§ **Exercise goal**
Retype the items below line for line, without any changes, and omit the pictures from your reply.

[start Provided data]

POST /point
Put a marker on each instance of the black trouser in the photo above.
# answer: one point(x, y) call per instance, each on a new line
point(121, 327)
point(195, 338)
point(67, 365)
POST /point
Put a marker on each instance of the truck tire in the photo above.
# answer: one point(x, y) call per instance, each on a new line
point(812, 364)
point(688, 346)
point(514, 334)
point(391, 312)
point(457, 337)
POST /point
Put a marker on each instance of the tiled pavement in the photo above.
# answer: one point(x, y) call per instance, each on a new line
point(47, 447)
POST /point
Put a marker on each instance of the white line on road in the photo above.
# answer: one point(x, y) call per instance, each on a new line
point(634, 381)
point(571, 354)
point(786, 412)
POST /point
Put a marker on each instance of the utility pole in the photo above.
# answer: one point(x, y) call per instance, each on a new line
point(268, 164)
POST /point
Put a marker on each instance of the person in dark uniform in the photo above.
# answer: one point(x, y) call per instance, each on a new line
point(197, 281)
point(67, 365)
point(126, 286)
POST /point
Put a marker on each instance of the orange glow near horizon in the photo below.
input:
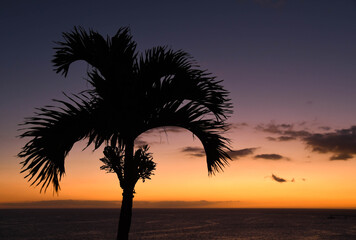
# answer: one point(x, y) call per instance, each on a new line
point(246, 183)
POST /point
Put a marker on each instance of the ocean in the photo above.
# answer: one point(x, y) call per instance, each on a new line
point(182, 224)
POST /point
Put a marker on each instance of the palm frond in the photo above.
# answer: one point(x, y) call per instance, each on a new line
point(169, 75)
point(208, 131)
point(53, 131)
point(112, 57)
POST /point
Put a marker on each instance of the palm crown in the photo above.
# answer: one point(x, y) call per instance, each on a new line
point(131, 93)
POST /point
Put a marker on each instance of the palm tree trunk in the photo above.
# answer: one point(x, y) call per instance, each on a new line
point(127, 195)
point(125, 215)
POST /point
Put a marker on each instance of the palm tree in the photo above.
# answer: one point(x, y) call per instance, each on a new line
point(130, 93)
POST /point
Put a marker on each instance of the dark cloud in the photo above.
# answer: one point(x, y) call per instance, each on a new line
point(141, 142)
point(286, 138)
point(281, 138)
point(341, 156)
point(342, 143)
point(194, 151)
point(235, 154)
point(117, 204)
point(325, 128)
point(286, 131)
point(272, 156)
point(238, 125)
point(278, 179)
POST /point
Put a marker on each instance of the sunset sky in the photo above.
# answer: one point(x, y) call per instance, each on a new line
point(290, 68)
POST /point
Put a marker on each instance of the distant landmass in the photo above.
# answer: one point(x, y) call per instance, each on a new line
point(117, 204)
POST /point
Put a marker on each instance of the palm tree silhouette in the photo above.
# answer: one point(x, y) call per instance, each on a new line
point(130, 93)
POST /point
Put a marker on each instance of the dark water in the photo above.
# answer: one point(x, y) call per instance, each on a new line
point(171, 224)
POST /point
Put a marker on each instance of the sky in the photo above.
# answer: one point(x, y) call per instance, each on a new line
point(290, 68)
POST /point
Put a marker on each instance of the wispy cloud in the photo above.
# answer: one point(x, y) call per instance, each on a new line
point(194, 151)
point(278, 179)
point(273, 156)
point(341, 143)
point(235, 154)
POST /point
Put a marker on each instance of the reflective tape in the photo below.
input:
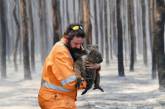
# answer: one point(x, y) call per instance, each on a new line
point(52, 86)
point(68, 80)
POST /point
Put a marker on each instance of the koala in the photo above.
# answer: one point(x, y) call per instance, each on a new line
point(92, 76)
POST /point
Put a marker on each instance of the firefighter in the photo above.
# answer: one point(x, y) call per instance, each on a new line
point(58, 82)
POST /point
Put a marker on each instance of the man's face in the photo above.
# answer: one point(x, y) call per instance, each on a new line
point(76, 42)
point(75, 47)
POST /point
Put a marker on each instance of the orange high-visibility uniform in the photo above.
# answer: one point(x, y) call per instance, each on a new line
point(58, 89)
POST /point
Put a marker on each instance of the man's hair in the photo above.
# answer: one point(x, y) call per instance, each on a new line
point(74, 30)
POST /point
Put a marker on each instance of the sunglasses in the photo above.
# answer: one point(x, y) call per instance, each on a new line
point(77, 27)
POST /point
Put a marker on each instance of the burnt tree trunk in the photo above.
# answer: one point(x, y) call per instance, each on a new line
point(159, 27)
point(144, 32)
point(120, 40)
point(131, 27)
point(87, 22)
point(17, 41)
point(3, 39)
point(56, 20)
point(24, 33)
point(32, 41)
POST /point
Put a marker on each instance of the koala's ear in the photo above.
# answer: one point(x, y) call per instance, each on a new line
point(89, 46)
point(95, 47)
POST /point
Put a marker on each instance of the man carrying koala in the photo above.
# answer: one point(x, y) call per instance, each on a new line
point(59, 78)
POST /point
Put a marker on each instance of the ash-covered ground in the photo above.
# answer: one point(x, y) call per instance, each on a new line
point(134, 91)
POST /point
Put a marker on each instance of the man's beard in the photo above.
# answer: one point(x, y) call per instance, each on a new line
point(75, 53)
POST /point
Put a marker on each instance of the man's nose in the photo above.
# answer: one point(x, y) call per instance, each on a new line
point(78, 46)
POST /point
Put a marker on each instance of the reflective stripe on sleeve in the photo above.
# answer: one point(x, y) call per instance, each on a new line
point(52, 86)
point(68, 80)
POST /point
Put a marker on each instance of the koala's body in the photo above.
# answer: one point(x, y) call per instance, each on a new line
point(92, 76)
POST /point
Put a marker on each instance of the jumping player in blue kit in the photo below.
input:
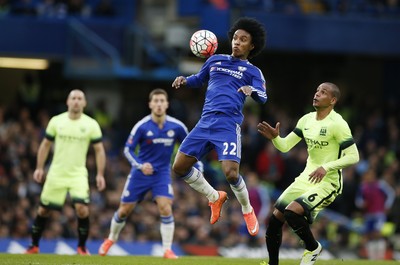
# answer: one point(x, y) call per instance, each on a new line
point(230, 79)
point(156, 135)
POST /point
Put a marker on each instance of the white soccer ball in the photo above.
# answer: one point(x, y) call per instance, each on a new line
point(203, 43)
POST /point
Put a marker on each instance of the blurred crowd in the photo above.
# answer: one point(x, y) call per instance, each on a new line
point(107, 8)
point(266, 171)
point(57, 8)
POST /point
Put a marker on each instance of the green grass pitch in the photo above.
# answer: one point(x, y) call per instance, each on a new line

[end Provided data]

§ **Result of this task**
POST /point
Put a marker on each instance of the black trouser in the photo above.
# answer: one point(x, y) call per instance, each on a new line
point(121, 327)
point(195, 338)
point(67, 365)
POST /point
Put a marker on each instance of the truck tire in the photo above.
# answer: one point(x, y) call per instance, each on a new line
point(812, 364)
point(688, 346)
point(514, 334)
point(391, 312)
point(457, 337)
POST /point
Put a marker on each instance of the tiled pavement in the photo above.
# answer: one point(x, y) call per instance, each on a new line
point(47, 447)
POST /point
Put a marker on each instance of the white line on road in the photo above.
# answer: one point(x, y) call per instance, each on a new line
point(634, 381)
point(571, 354)
point(786, 412)
POST /point
Put a marker on each instance of the utility pole in the photo above.
# answer: one point(x, y) call per instance, each on a new line
point(268, 164)
POST /point
Put a marker on each instance of the person in dark uniform in the photo above.
# answer: one point(x, y) call per instance, each on a new line
point(197, 281)
point(67, 365)
point(126, 286)
POST /point
Put a marker on each instance of the orange glow near horizon in the photo below.
input:
# answer: one point(x, y) call per instance, each on a new line
point(246, 183)
POST /point
Put a marker on each instance of the ocean in the photo above.
# answer: one point(x, y) call per instance, each on a new line
point(182, 224)
POST /point
Put a marker on each instance of the palm frond in the photo above.
# answer: one point(x, y) call per instance, each on a new line
point(169, 75)
point(208, 131)
point(53, 131)
point(112, 57)
POST /point
Put a marker on each instance of the palm crown in the photo above.
# answer: one point(x, y) call per instance, each on a new line
point(131, 93)
POST /point
Put a marker on each instance of the palm tree trunk in the photo above.
# answer: one point(x, y) call per instance, each on a new line
point(127, 195)
point(125, 215)
POST /point
Put a marker on each instance of the palm tree in the photo above.
# answer: one point(x, y) call per instance, each on a new line
point(130, 93)
POST /point
Put a marker on each instance of the dark cloud in the photo above.
# answer: one point(x, y) call per instance, each on a new line
point(141, 142)
point(286, 138)
point(281, 138)
point(341, 156)
point(342, 143)
point(194, 151)
point(235, 154)
point(117, 204)
point(325, 128)
point(286, 131)
point(272, 156)
point(238, 125)
point(278, 179)
POST /point
Put a marker on each instance of the sunset sky in the photo above.
# answer: one point(x, y) call per instance, each on a new line
point(290, 68)
POST /point
Put a marker on each instance of the distant landmass in the photo above.
# answer: one point(x, y) call per instance, each on a new line
point(117, 204)
POST /point
Put a marker on each instance of the palm tree silhouette in the photo above.
# answer: one point(x, y) call per instance, each on a new line
point(130, 93)
POST /point
Put a marker on each instance of the dark water in the photo above.
# answer: one point(x, y) call per instance, each on a new line
point(171, 224)
POST /point
Put a marker on each instance of the sky in the photo above.
# answer: one point(x, y) call per instance, each on a new line
point(290, 68)
POST /point
Put a marker on each instance of the wispy cloud in the photo above.
# answer: one point(x, y) call per instance, each on a new line
point(194, 151)
point(278, 179)
point(273, 156)
point(341, 143)
point(235, 154)
POST /point
Put a marker on each instance of the reflective tape in the photo below.
input:
# answer: one point(x, y) call per instance, each on a new line
point(52, 86)
point(68, 80)
POST /point
Put a marker on each instance of the koala in the photo above.
# answer: one point(x, y) call per instance, each on a new line
point(92, 76)
POST /point
Put a marker on each instance of the firefighter in the photo above.
# answer: one point(x, y) call per instance, each on a new line
point(58, 82)
POST /point
Put a marker on each instance of the man's face in the photo above.
# answer: one point(x, y) call per instance, each on a new line
point(76, 42)
point(75, 47)
POST /point
Put a marker on each instance of the orange high-visibility uniform in the photo above.
# answer: one point(x, y) call per instance, each on a new line
point(58, 89)
POST /point
Put a marker on each instance of the man's hair in the photo above.
# answer: one point(x, y) call per instance, each on a new line
point(74, 30)
POST /point
Put a marker on each instance of the sunglasses in the photo above.
# answer: one point(x, y) call per instance, each on a new line
point(77, 27)
POST /point
Put a marker on each instance of the burnt tree trunk in the photo above.
# answer: one point(x, y) call per instance, each on a new line
point(159, 27)
point(144, 32)
point(120, 40)
point(131, 27)
point(87, 22)
point(17, 41)
point(3, 39)
point(56, 20)
point(24, 33)
point(32, 41)
POST /point
Put a marker on each instance of the koala's ear in the photo above.
# answer: one point(x, y) call per instance, each on a new line
point(89, 46)
point(95, 47)
POST /point
Put a marker on each instance of the man carrying koala in the photo above.
# answer: one point(x, y) call per instance, each on a new line
point(59, 78)
POST /point
Put a marker on each instance of the ash-covered ground in the photo above.
# answer: one point(x, y) call per instance, each on a new line
point(134, 91)
POST /point
Put a marker on each instance of the man's beard in the photo above.
# answer: one point(x, y) call per instance, each on a new line
point(75, 53)
POST /point
Put a marker on each instance of the man's nose in the photo above.
# answer: one point(x, y) call per instance, each on a new line
point(78, 46)
POST /point
Put a marker on each instance of the reflective stripe on sleeve in the photo above.
# answer: one point(x, y) call per instance, each on a new line
point(52, 86)
point(68, 80)
POST /point
Put a marker on each instance of the koala's body in the photo above.
# answer: one point(x, y) call per instance, each on a new line
point(92, 76)
POST /point
Put a marker on each instance of the jumping player in blue kit in the photo below.
input:
# answer: one point(x, y) call per instance, each on a new line
point(230, 79)
point(156, 135)
POST /point
Put a marker on each instance of the white soccer ball in the photo above.
# answer: one point(x, y) call per instance, each on a new line
point(203, 43)
POST /point
Put a marker on each instance of the blurred crowd in the photo above.
# answer: one point(x, y) call per instance, each on a new line
point(107, 8)
point(266, 171)
point(57, 8)
POST /point
Put a marker on each instance of the green grass pitch in the photo above.
# answer: one point(x, y) call per instance, each on a new line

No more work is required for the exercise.